-- Required task --
Turn every line of the records below into a numbered list, skipping blank lines and leaving the pictures out of your answer.

Start of Available data

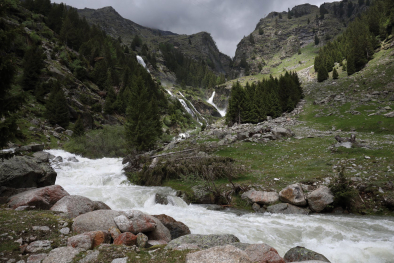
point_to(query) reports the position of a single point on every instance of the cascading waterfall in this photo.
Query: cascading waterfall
(342, 239)
(142, 63)
(210, 101)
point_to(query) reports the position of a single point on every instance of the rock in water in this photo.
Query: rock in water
(320, 198)
(260, 252)
(62, 255)
(262, 198)
(25, 172)
(284, 208)
(293, 194)
(74, 205)
(96, 220)
(228, 254)
(42, 198)
(177, 229)
(203, 241)
(302, 254)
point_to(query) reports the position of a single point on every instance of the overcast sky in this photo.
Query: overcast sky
(227, 20)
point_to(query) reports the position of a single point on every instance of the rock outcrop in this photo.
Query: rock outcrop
(41, 198)
(25, 172)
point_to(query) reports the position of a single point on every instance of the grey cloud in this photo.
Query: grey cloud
(227, 20)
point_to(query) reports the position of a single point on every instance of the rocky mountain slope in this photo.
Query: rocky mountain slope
(198, 46)
(278, 37)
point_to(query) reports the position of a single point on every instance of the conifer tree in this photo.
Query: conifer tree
(322, 74)
(335, 74)
(56, 107)
(32, 64)
(10, 102)
(350, 65)
(79, 129)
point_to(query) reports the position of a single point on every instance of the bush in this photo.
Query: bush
(342, 190)
(108, 142)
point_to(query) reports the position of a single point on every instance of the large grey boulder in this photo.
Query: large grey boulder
(302, 254)
(220, 254)
(293, 194)
(95, 220)
(25, 172)
(74, 205)
(203, 241)
(285, 208)
(62, 255)
(42, 198)
(279, 132)
(260, 197)
(320, 198)
(260, 252)
(177, 228)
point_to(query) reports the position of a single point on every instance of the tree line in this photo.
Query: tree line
(358, 43)
(128, 88)
(270, 97)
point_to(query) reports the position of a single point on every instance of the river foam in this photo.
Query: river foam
(347, 239)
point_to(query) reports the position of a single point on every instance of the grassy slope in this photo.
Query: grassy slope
(314, 159)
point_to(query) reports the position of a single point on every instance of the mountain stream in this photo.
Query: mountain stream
(347, 239)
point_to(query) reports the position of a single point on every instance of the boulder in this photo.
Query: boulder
(142, 240)
(127, 239)
(302, 254)
(293, 194)
(176, 228)
(98, 205)
(161, 199)
(95, 220)
(260, 252)
(285, 208)
(89, 240)
(279, 132)
(38, 246)
(320, 198)
(260, 197)
(201, 196)
(135, 222)
(36, 258)
(25, 172)
(62, 255)
(203, 241)
(43, 156)
(220, 254)
(160, 232)
(74, 205)
(42, 198)
(389, 115)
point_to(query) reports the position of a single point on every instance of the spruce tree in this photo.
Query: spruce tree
(335, 74)
(10, 102)
(322, 74)
(350, 65)
(56, 107)
(79, 129)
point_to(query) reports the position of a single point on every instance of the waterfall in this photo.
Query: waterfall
(210, 101)
(341, 238)
(142, 62)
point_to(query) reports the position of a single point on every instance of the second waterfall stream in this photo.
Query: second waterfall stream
(342, 239)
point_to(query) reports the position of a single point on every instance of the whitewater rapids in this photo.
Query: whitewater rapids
(347, 239)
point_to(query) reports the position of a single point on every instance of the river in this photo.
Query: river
(347, 239)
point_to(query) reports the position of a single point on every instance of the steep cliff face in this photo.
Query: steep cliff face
(280, 35)
(199, 46)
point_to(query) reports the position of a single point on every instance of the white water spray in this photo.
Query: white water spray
(210, 101)
(342, 239)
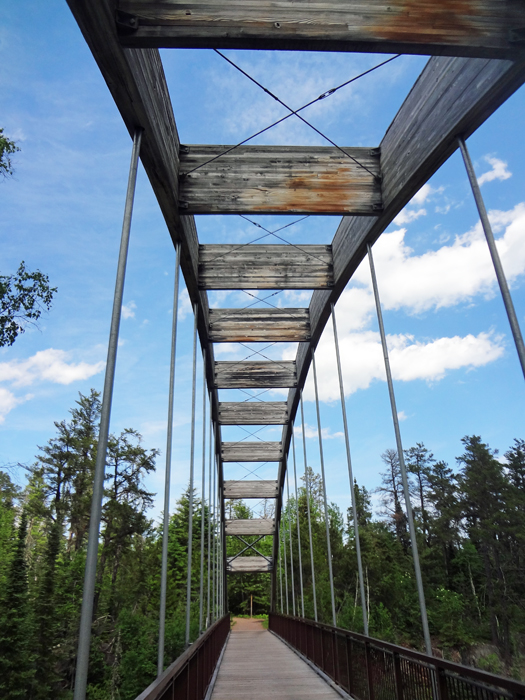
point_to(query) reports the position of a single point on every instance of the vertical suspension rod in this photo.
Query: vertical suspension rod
(298, 527)
(192, 464)
(84, 635)
(410, 515)
(169, 445)
(325, 502)
(498, 267)
(209, 518)
(307, 487)
(290, 537)
(203, 487)
(285, 568)
(351, 479)
(280, 570)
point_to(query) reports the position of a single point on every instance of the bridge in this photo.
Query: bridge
(477, 51)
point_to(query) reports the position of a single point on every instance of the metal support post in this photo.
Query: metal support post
(84, 635)
(169, 444)
(203, 488)
(290, 536)
(214, 547)
(498, 267)
(325, 502)
(280, 572)
(298, 527)
(351, 479)
(192, 463)
(307, 487)
(208, 610)
(410, 516)
(285, 568)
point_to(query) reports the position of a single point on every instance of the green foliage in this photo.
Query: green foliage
(471, 536)
(23, 298)
(7, 149)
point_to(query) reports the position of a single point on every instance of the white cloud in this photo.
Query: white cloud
(407, 215)
(362, 359)
(8, 401)
(425, 192)
(47, 365)
(128, 310)
(499, 171)
(441, 278)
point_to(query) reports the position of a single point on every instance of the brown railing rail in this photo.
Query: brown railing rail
(369, 669)
(189, 676)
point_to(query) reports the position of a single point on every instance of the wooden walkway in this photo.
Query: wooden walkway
(256, 665)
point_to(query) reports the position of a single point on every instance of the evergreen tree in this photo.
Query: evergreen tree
(16, 658)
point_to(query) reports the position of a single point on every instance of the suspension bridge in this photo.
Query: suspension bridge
(477, 51)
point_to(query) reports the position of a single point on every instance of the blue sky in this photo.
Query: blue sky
(454, 364)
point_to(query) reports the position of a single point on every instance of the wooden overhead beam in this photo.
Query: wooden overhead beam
(485, 28)
(451, 96)
(250, 489)
(255, 375)
(259, 325)
(227, 266)
(253, 413)
(249, 565)
(251, 451)
(251, 526)
(280, 179)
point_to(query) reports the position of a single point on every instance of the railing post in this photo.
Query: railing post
(398, 675)
(167, 475)
(349, 664)
(442, 683)
(369, 671)
(84, 635)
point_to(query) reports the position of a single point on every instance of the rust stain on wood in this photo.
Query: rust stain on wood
(448, 21)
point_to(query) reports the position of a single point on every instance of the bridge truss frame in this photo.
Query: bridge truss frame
(477, 61)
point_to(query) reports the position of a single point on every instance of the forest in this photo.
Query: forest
(470, 520)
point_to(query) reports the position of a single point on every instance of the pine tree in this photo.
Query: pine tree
(16, 660)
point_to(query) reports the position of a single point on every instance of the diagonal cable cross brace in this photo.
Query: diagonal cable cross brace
(292, 113)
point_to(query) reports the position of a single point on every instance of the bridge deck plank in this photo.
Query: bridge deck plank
(256, 666)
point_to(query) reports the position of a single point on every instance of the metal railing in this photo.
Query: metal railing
(189, 676)
(369, 669)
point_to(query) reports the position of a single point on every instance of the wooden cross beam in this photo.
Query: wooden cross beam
(251, 526)
(250, 489)
(255, 375)
(280, 179)
(482, 28)
(253, 413)
(265, 267)
(259, 325)
(251, 451)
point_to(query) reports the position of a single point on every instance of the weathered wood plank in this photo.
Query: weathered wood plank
(451, 96)
(255, 375)
(252, 526)
(249, 565)
(259, 325)
(250, 489)
(265, 267)
(253, 413)
(465, 28)
(277, 179)
(251, 451)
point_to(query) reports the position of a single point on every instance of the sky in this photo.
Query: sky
(455, 368)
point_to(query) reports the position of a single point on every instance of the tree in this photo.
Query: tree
(16, 672)
(23, 298)
(392, 495)
(418, 462)
(7, 149)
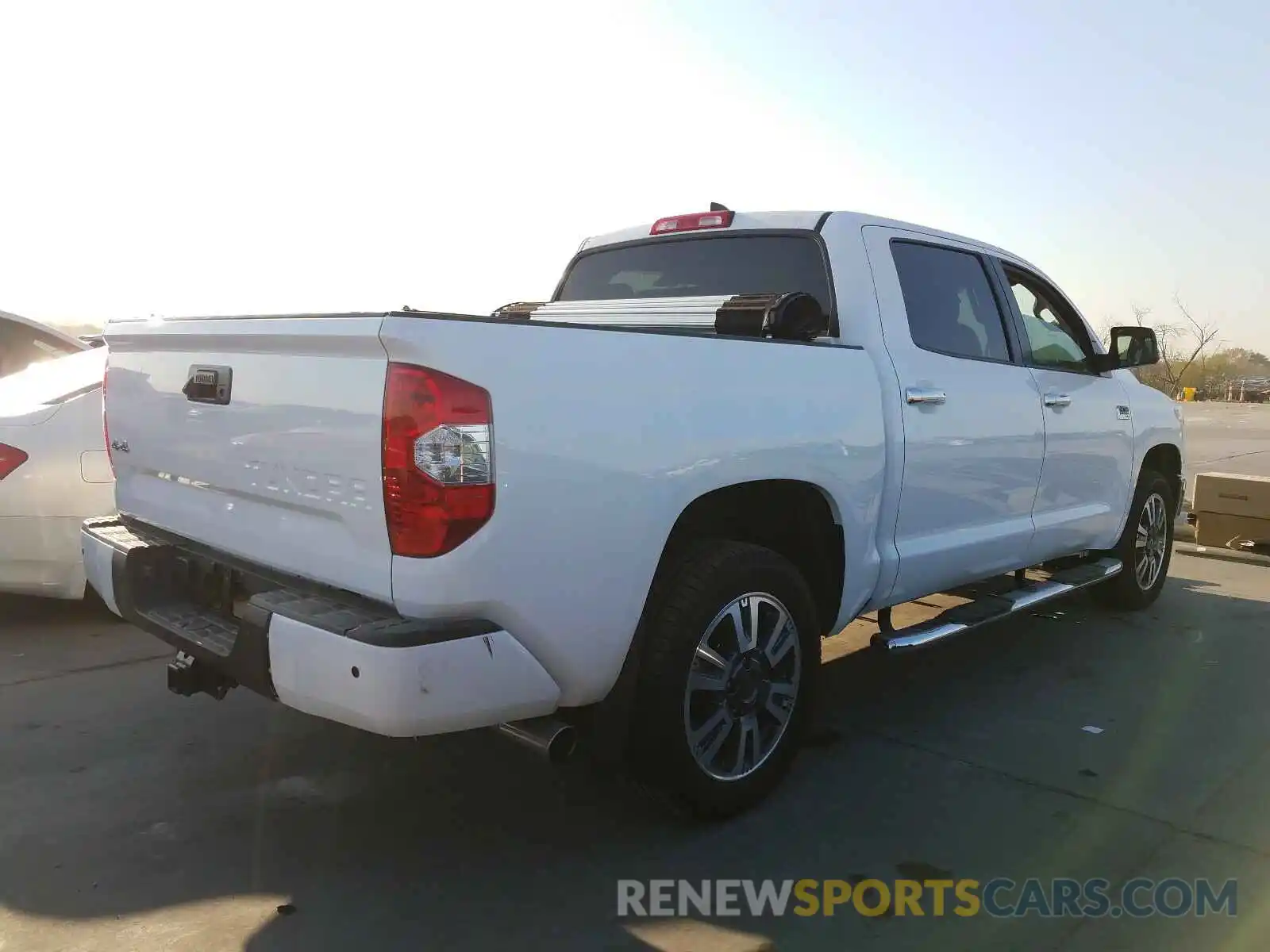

End of Available data

-- Output below --
1. point_to(query) reports the position of a single point on every instance of the cascading waterfall in this photo.
2. Query: cascading waterfall
3. (342, 239)
4. (142, 63)
5. (210, 101)
6. point_to(query) reports the position of a single point on every instance of the rock in water in this photo.
7. Query: rock in water
8. (320, 198)
9. (260, 252)
10. (62, 255)
11. (262, 198)
12. (25, 172)
13. (284, 208)
14. (293, 194)
15. (74, 205)
16. (96, 220)
17. (228, 254)
18. (42, 198)
19. (177, 229)
20. (203, 241)
21. (302, 254)
22. point_to(query) reports the position of a single point on every instance of the overcast sky in this photo.
23. Query: overcast sky
24. (227, 20)
25. point_to(query) reports the position of a single point on every instance of the rock outcrop in this photo.
26. Query: rock outcrop
27. (41, 198)
28. (25, 172)
29. point_to(query) reports the position of a single point on every instance of the grey cloud in this photo.
30. Query: grey cloud
31. (227, 20)
32. point_to(query) reports the position of a single point on every instance of the rocky mountain slope in this photo.
33. Query: rocky mountain slope
34. (198, 46)
35. (278, 37)
36. point_to(query) reports the position of a single point on every instance of the conifer tree in this photo.
37. Query: conifer tree
38. (322, 74)
39. (335, 74)
40. (56, 107)
41. (32, 64)
42. (10, 102)
43. (350, 65)
44. (79, 129)
45. point_to(query) reports the position of a single point on every instance of the bush in this photo.
46. Query: bush
47. (342, 190)
48. (108, 142)
49. point_to(query) reports the position of a single point on every instance of the large grey boulder in this photo.
50. Query: large grey boulder
51. (302, 254)
52. (220, 254)
53. (293, 194)
54. (95, 220)
55. (25, 172)
56. (74, 205)
57. (203, 241)
58. (285, 208)
59. (62, 255)
60. (42, 198)
61. (279, 132)
62. (260, 197)
63. (320, 198)
64. (260, 252)
65. (177, 228)
66. point_to(query) reports the position of a single point on every instance of the tree line in this photo.
67. Query: tree line
68. (358, 43)
69. (128, 88)
70. (270, 97)
71. point_to(query) reports the position of a single point on every instance of the river foam in this photo.
72. Query: river foam
73. (347, 239)
74. point_to(query) reports the position of a single point on every instance of the grassy slope in this photo.
75. Query: grassy slope
76. (314, 159)
77. point_to(query) reports the position of a single point on every instance of the mountain stream in this photo.
78. Query: mountain stream
79. (347, 239)
80. point_to(query) reports the position of a single point on every instance of the boulder in this photo.
81. Query: boulder
82. (142, 240)
83. (127, 239)
84. (302, 254)
85. (293, 194)
86. (176, 228)
87. (98, 205)
88. (161, 199)
89. (95, 220)
90. (260, 252)
91. (285, 208)
92. (89, 240)
93. (279, 132)
94. (38, 246)
95. (320, 198)
96. (260, 197)
97. (201, 196)
98. (135, 222)
99. (36, 258)
100. (25, 172)
101. (62, 255)
102. (203, 241)
103. (43, 156)
104. (220, 254)
105. (160, 232)
106. (74, 205)
107. (42, 198)
108. (389, 115)
109. point_to(query) reports the position of a single point on every instance of the spruce tree in this photo.
110. Query: spruce tree
111. (335, 74)
112. (10, 102)
113. (322, 74)
114. (350, 65)
115. (56, 107)
116. (79, 129)
117. point_to(query) reports the position of a single point on every instance of the waterfall in this photo.
118. Query: waterfall
119. (210, 101)
120. (341, 238)
121. (142, 62)
122. point_to(query) reports the position of a single point on every instance of the second waterfall stream in this photo.
123. Query: second waterfall stream
124. (342, 239)
125. point_to(query) reports the position of a single point on every instance of the whitewater rapids in this photo.
126. Query: whitewater rapids
127. (347, 239)
128. point_to(query) reports the position of a single point on every instance of the river in this photo.
129. Query: river
130. (347, 239)
131. point_to(query) reports the position of a single point on every instance of the steep cliff face in this photo.
132. Query: steep cliff face
133. (280, 35)
134. (199, 46)
135. point_to(query) reports the position of a single point on every instance of the white water spray in this photo.
136. Query: white water spray
137. (210, 101)
138. (342, 239)
139. point_to(query) reports the position of a single point on every instance of the vertical suspension rod in this photo.
140. Query: vertical suspension rod
141. (298, 527)
142. (192, 464)
143. (84, 635)
144. (410, 515)
145. (169, 445)
146. (325, 502)
147. (498, 267)
148. (209, 518)
149. (307, 487)
150. (290, 537)
151. (203, 487)
152. (285, 568)
153. (351, 479)
154. (280, 570)
155. point_to(query) reports the position of a single point on every instance of the bridge in this photo.
156. Query: bridge
157. (477, 51)
158. point_to(query) reports the position of a single point on every instance of the metal support post in this photo.
159. Query: metal support post
160. (84, 635)
161. (169, 444)
162. (203, 488)
163. (290, 536)
164. (214, 547)
165. (498, 267)
166. (325, 502)
167. (280, 572)
168. (298, 527)
169. (351, 479)
170. (192, 463)
171. (307, 487)
172. (208, 610)
173. (410, 516)
174. (285, 568)
175. point_to(query) reports the position of a single point on every instance of the green foliage in this photo.
176. Query: green foliage
177. (471, 536)
178. (23, 298)
179. (7, 149)
180. point_to(query) reports the position of a single point on every instance of the white cloud in this photo.
181. Query: white cloud
182. (407, 215)
183. (362, 359)
184. (8, 401)
185. (425, 192)
186. (47, 365)
187. (128, 310)
188. (499, 171)
189. (441, 278)
190. point_to(query) reports the position of a single point on every instance of the brown railing rail in this photo.
191. Query: brown railing rail
192. (369, 669)
193. (189, 676)
194. point_to(query) reports the position of a single point on every instance of the wooden walkway in this photo.
195. Query: wooden walkway
196. (256, 665)
197. point_to(query) reports the position of a single point on every instance of the evergreen tree in this photo.
198. Query: evergreen tree
199. (16, 658)
200. point_to(query) reports the position of a single point on every instance of the suspension bridge in this photo.
201. Query: suspension bridge
202. (477, 51)
203. point_to(query) reports the position of a single point on every instance of the blue sky in this photo.
204. Query: blue sky
205. (454, 364)
206. point_to(query) reports the position of a single point on every instance of the wooden overhead beam in this photo.
207. Query: wooden overhead beam
208. (485, 28)
209. (451, 96)
210. (250, 489)
211. (255, 375)
212. (259, 325)
213. (227, 266)
214. (253, 413)
215. (249, 565)
216. (251, 451)
217. (251, 526)
218. (280, 179)
219. point_to(query) reports the position of a single point on every instance of the railing post in this photo.
220. Query: railing post
221. (398, 675)
222. (167, 475)
223. (349, 664)
224. (442, 683)
225. (369, 671)
226. (84, 635)
227. point_to(query) reports the position of a single point on every instance of the rust stain on wood in this photo.
228. Query: rust stain on wood
229. (448, 21)
230. point_to(query) reports the position of a single point on every instance of the bridge truss frame in this photo.
231. Query: bridge truss frame
232. (477, 61)
233. point_to(query) reports the position of a single point on every instance of the forest in this photo.
234. Query: forest
235. (470, 520)
236. point_to(query) reports the position of a single point on every instance of the pine tree in this photo.
237. Query: pine tree
238. (16, 660)
239. point_to(query) reports the position of a single point on every instance of the diagonal cable cross brace in this photo.
240. Query: diagonal cable cross brace
241. (292, 113)
242. point_to(query) reports the position of a single point on every instance of the bridge deck plank in this photo.
243. Query: bridge deck plank
244. (256, 666)
245. point_to(query) reports the position of a single point on every instance of the metal railing in this photo.
246. Query: metal railing
247. (189, 676)
248. (369, 669)
249. point_to(query) reports the position of a single point on every instance of the wooden cross beam in this photo.
250. Query: wooden cross beam
251. (251, 526)
252. (250, 489)
253. (255, 375)
254. (280, 179)
255. (482, 28)
256. (253, 413)
257. (265, 267)
258. (259, 325)
259. (251, 451)
260. point_to(query) reports the position of a single point on every instance of the weathered wood plank in this photo.
261. Query: weathered wood plank
262. (451, 96)
263. (255, 375)
264. (252, 526)
265. (249, 565)
266. (259, 325)
267. (250, 489)
268. (265, 267)
269. (253, 413)
270. (465, 28)
271. (277, 179)
272. (251, 451)
273. point_to(query) reports the position of a single point on every instance of the sky in this photo.
274. Query: sky
275. (455, 368)
276. point_to(query) reports the position of a single point on every instance of the tree in this photo.
277. Query: tree
278. (16, 672)
279. (23, 298)
280. (392, 495)
281. (418, 462)
282. (7, 149)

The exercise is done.